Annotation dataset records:
-*-
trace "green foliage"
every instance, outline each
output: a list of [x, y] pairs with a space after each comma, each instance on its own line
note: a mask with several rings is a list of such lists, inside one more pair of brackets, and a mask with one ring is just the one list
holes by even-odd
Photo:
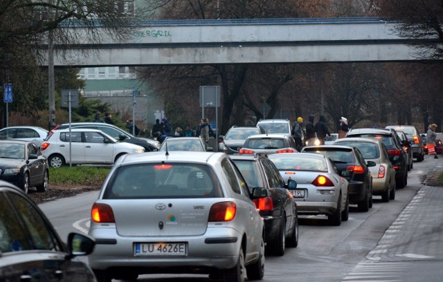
-*-
Work to complete :: Rename "instance" to "object" throughout the listing and give it again, leaving everything else unchanged and the pictures out.

Answer below ::
trace "green foliage"
every object, outline each
output: a list of [x, y] pairs with a space after each comma, each object on its own line
note: a mask with several rings is a list of such lists, inside one more pair of brackets, and a mask with one ring is just the one list
holes by even-odd
Photo:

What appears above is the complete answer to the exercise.